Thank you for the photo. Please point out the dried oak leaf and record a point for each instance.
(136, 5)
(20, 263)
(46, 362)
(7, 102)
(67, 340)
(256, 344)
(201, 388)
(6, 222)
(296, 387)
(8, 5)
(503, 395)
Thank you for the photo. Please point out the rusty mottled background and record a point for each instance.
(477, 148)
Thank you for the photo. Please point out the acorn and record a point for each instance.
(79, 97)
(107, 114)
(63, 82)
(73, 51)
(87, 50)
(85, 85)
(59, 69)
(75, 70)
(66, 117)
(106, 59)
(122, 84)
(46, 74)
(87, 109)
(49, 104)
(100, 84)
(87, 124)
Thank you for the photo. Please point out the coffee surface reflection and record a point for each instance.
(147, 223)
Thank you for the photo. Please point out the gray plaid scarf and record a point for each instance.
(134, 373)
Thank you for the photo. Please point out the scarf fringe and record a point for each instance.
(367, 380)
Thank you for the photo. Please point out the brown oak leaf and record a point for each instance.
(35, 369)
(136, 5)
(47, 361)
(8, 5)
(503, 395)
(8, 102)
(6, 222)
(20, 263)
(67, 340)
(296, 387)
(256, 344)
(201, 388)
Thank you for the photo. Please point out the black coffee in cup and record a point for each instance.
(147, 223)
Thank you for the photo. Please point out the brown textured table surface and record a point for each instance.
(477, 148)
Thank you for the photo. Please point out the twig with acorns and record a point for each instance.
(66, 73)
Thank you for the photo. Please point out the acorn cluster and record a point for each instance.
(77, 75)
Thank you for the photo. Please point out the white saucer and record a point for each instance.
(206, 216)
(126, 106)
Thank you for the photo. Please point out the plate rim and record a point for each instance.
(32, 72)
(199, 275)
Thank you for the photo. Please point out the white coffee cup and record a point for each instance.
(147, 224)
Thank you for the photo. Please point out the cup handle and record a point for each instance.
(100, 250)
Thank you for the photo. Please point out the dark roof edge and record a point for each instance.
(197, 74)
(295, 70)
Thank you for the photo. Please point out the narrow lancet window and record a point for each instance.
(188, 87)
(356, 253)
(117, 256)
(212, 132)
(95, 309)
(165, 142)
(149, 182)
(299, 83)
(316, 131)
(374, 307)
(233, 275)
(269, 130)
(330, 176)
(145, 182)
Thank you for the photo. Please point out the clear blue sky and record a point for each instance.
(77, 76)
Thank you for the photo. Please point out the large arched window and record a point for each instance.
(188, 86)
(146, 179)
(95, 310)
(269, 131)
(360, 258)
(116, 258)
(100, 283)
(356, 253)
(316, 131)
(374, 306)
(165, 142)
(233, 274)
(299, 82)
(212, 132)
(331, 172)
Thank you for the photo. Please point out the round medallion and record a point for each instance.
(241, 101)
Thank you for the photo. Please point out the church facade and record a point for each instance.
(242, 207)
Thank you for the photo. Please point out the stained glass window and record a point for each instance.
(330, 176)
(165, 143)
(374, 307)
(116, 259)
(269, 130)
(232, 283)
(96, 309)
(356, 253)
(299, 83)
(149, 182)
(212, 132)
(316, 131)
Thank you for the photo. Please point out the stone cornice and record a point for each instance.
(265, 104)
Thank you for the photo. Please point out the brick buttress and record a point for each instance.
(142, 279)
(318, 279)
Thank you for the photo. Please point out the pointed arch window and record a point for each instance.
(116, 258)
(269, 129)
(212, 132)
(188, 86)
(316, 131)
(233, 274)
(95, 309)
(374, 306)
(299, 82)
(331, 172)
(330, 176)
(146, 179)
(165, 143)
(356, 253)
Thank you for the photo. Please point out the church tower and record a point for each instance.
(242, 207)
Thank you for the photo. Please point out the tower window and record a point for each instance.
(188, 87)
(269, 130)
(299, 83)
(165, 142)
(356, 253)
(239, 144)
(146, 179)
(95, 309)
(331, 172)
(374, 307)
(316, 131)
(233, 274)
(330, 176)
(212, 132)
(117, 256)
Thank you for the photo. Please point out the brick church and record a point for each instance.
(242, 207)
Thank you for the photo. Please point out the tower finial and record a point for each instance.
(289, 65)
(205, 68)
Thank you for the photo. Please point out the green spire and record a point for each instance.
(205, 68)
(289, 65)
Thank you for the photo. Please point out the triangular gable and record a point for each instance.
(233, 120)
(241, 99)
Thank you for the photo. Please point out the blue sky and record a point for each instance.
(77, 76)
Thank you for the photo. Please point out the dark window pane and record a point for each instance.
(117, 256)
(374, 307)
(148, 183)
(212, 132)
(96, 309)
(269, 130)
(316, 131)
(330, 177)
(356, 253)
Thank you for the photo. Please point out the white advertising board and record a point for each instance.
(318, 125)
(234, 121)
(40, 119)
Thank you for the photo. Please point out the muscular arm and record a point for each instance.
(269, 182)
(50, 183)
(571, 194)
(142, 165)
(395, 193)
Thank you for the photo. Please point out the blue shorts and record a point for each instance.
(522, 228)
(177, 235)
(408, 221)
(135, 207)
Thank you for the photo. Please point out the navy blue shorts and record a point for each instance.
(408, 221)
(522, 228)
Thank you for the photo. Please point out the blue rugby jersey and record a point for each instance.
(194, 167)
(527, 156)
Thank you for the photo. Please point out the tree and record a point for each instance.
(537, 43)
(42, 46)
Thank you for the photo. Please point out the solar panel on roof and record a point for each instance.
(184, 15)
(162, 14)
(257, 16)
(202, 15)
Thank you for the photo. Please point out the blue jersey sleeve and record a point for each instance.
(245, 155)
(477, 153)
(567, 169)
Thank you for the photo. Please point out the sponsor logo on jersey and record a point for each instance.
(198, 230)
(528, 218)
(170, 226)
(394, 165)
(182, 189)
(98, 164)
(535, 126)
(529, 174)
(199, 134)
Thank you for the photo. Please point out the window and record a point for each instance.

──────────

= Task to carry out =
Give back each line of the material above exactly as it appears.

= Your solution =
Thank you for the photo. Please point out the dried oak leaf and record a point for each instance.
(136, 5)
(20, 263)
(46, 362)
(7, 102)
(67, 340)
(256, 344)
(201, 388)
(6, 222)
(296, 387)
(8, 5)
(503, 395)
Thank you for the photo. Please point out the rusty mottled background and record a point for each instance.
(477, 148)
Thank you for the photo. Please point out the acorn and record a point for each instance.
(79, 97)
(107, 114)
(63, 82)
(73, 51)
(87, 50)
(85, 85)
(59, 69)
(75, 70)
(66, 117)
(106, 59)
(122, 84)
(46, 74)
(87, 109)
(49, 104)
(100, 84)
(87, 124)
Thank you for the photo. Please point out the coffee surface reflection and record a point for each instance.
(147, 223)
Thank you for the photo. Please point out the gray plaid scarf and record a point for each instance.
(134, 373)
Thank you for the photo. Please point out the scarf fringe and record a point for each instance.
(367, 380)
Thank you for the photo. Please point out the brown oak leaf and record a point for each instance.
(35, 369)
(136, 5)
(47, 361)
(8, 5)
(503, 395)
(8, 102)
(6, 222)
(20, 263)
(67, 340)
(296, 387)
(256, 344)
(201, 388)
Thank you for the photo. Please point out the black coffee in cup and record a point for each instance.
(147, 223)
Thank you for the photo. Please point out the brown textured table surface and record a point for each instance.
(477, 148)
Thank you for the photo. Please point out the twig with acorns and record a point for each instance.
(66, 73)
Thank you for the photo. Please point out the acorn cluster and record a point for each instance.
(77, 75)
Thank you for the photo. Please point out the white saucer and record a point for each instance.
(206, 216)
(126, 106)
Thank you for the photo. Please point out the plate rim and record a point for each instance.
(32, 72)
(199, 275)
Thank you for the photo. Please point out the white coffee cup and record a point for each instance.
(147, 224)
Thank you for the photo. Please point out the cup handle and record a point for each instance.
(100, 250)
Thank you for the photo. Please point out the dark roof edge and record a point for each instance.
(197, 74)
(295, 70)
Thank you for the photo. Please point out the narrow lancet window and record a point for each instance.
(188, 87)
(356, 253)
(117, 256)
(212, 132)
(95, 309)
(165, 142)
(149, 182)
(299, 83)
(316, 131)
(374, 307)
(233, 275)
(269, 130)
(330, 176)
(145, 182)
Thank you for the photo. Please point out the clear blue sky and record a point for each instance.
(77, 76)
Thank you for the photo. Please point out the large arched window and record a point for each instance.
(188, 86)
(146, 179)
(95, 310)
(269, 131)
(360, 258)
(116, 258)
(100, 283)
(356, 253)
(316, 131)
(374, 306)
(165, 142)
(233, 274)
(299, 82)
(212, 132)
(331, 172)
Thank you for the photo. Please point out the round medallion and record a point for each instance.
(241, 101)
Thank you for the photo. Please point out the church facade and record a point for each instance.
(242, 207)
Thank you for the photo. Please point out the stained glass window and record a point for each instance.
(330, 176)
(165, 143)
(374, 307)
(116, 259)
(269, 130)
(232, 283)
(96, 309)
(356, 253)
(299, 83)
(149, 182)
(212, 132)
(316, 131)
Thank you for the photo. Please point out the stone cornice and record a point for each instance.
(265, 104)
Thank you for the photo. Please point out the brick buttress and record a point for each instance.
(142, 279)
(318, 279)
Thank you for the photo. Please point out the pointed arch window and record a point for each instance.
(116, 258)
(269, 129)
(212, 132)
(188, 86)
(316, 131)
(233, 274)
(95, 309)
(374, 306)
(299, 82)
(331, 172)
(330, 176)
(146, 179)
(165, 143)
(356, 253)
Thank you for the photo. Please point out the church tower and record a point for each instance.
(242, 207)
Thank you for the photo. Please point out the tower window and record a point for each instance.
(188, 87)
(269, 130)
(299, 83)
(165, 142)
(356, 253)
(239, 144)
(146, 179)
(95, 309)
(331, 172)
(374, 307)
(316, 131)
(233, 274)
(330, 176)
(212, 132)
(117, 256)
Thank you for the photo. Please point out the brick church and record a point for each instance.
(242, 207)
Thank you for the photo. Please point out the tower finial and record a point for each instance.
(289, 65)
(205, 68)
Thank you for the photo. Please point out the green spire and record a point for each instance.
(205, 68)
(289, 65)
Thank you for the photo. Please point out the triangular gable and record a point for each instance.
(233, 120)
(241, 99)
Thank you for the photo. Please point out the blue sky and record a point for each instance.
(77, 76)
Thank you for the photo. Please point out the dark window pane and record a point for each instance.
(117, 256)
(374, 307)
(148, 183)
(212, 132)
(96, 309)
(269, 130)
(316, 131)
(330, 177)
(356, 253)
Thank you for the photo. Please point out the white advertising board and record a point for each instance.
(318, 125)
(234, 121)
(40, 119)
Thank you for the photo. Please point out the muscular arm and record a point for each instance.
(269, 182)
(50, 183)
(571, 194)
(142, 165)
(395, 193)
Thank you for the photo. Please point out the blue shorts and record a point for each instance.
(522, 228)
(177, 235)
(408, 221)
(135, 207)
Thank you for the photo. Please point out the navy blue shorts and record a point for each instance.
(408, 221)
(522, 228)
Thank you for the photo. Please point out the blue rugby jersey and record a point for each instance.
(194, 167)
(527, 156)
Thank you for the photo. Please point out the tree and record a point for each instance.
(537, 43)
(42, 46)
Thank you for the photo. Please point out the solar panel on roof and record a point for each instance.
(184, 15)
(162, 14)
(257, 16)
(202, 15)
Thank you for the photo. Please point out the blue jersey sleeve and record a point for each instance.
(245, 155)
(477, 153)
(567, 169)
Thank you for the photo. Please point out the sponsor logo on jersey and record a point for each instance.
(198, 230)
(528, 218)
(170, 226)
(394, 165)
(182, 189)
(98, 164)
(535, 126)
(529, 174)
(199, 134)
Thank you for the photo. Please point out the window and record a point for each instance.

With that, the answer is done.